| Supplied text |
Understanding the features that are most beneficial for processing large material with 3-D tube cutting systems

Centennials always come with a fair amount of celebration, and the same can be said for Yamazaki Mazak, Mazak Optonics Corp.’s parent company, which reached that illustrious milestone this year. And while the company began as a straw mat machine manufacturer, Yamazaki Mazak and its subsidiaries are producing some of the most advanced laser cutting systems on the market, including Mazak Optonics’ Fabri Gear line of 3-D tube cutting systems.

Within a decade of its founding, Yamazaki Mazak began to develop its first commercial machine tool. The company landed in the United States in 1968, and by 1983, it was in the laser business, eventually establishing itself as Mazak Optonics, a pioneer in integrating resonator-based laser cutting machines. The evolution continued through the 1980s, 1990s and early 2000s as engineers fine tuned laser cutting technology through constant beam-based laser delivery systems and one-pass load/unload automation systems.

Mazak Optonics’ Fabri Gear line of 3-D tube cutting systems can process material up to nearly 50 ft. in length, utilizing a four-chuck system for exceptional control.

Mazak Optonics also made its mark in the development of unique 3-D laser cutting systems, including the Fabri Gear line, which was introduced in 1999. Since its introduction, it has continued to evolve with new engineered technologies, such as its proprietary 3-D cutting head that maximizes flexibility and reduces the time for secondary processes.

This 3-D range of movement expands the range of applications for which the Fabri Gear is suited. Users can cut any desired angle for weld prep, plus achieve the highest accuracy for easy fit-up of assemblies.

The Fabri Gear line includes the Fabri Gear 220 III and the Fabri Gear 400 III. Both feature a six-axis laser available in a 2.5-kW or 4-kW resonator. They can handle the same length of material (maxing out at nearly 50 ft. or 590.5 in.), but the 400 processes rounds up to 16 in. compared to the 220’s 8.6-in. rounds.

| Set exercise |
According to the article on 3-D tube cutting systems, in what year was the Fabri Gear line introduced?

| Supplied material |
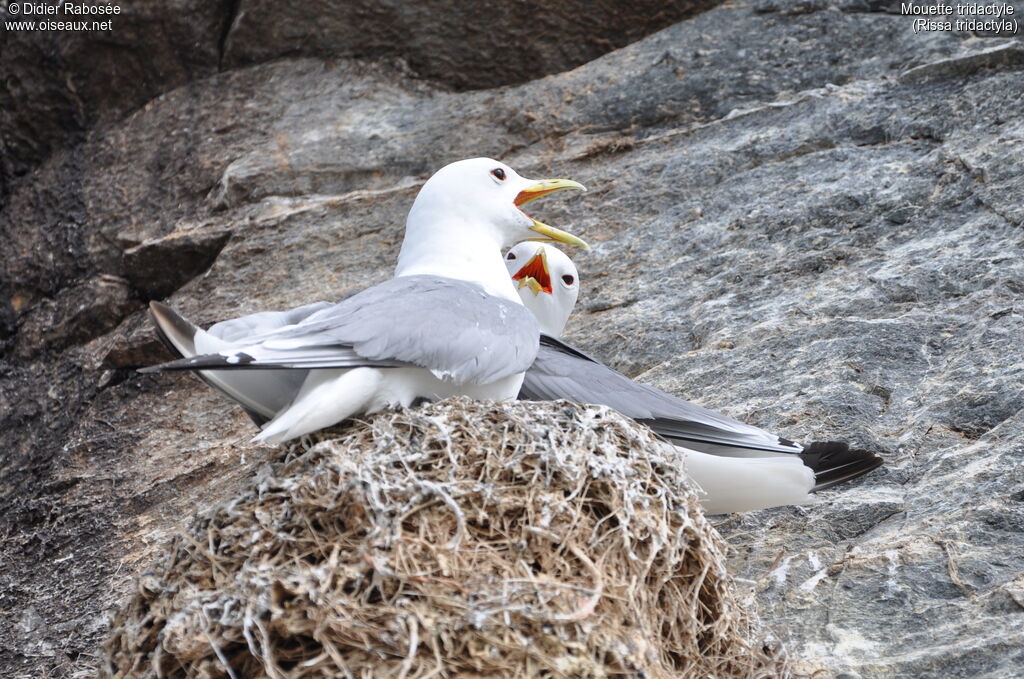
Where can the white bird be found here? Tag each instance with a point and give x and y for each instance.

| Response |
1999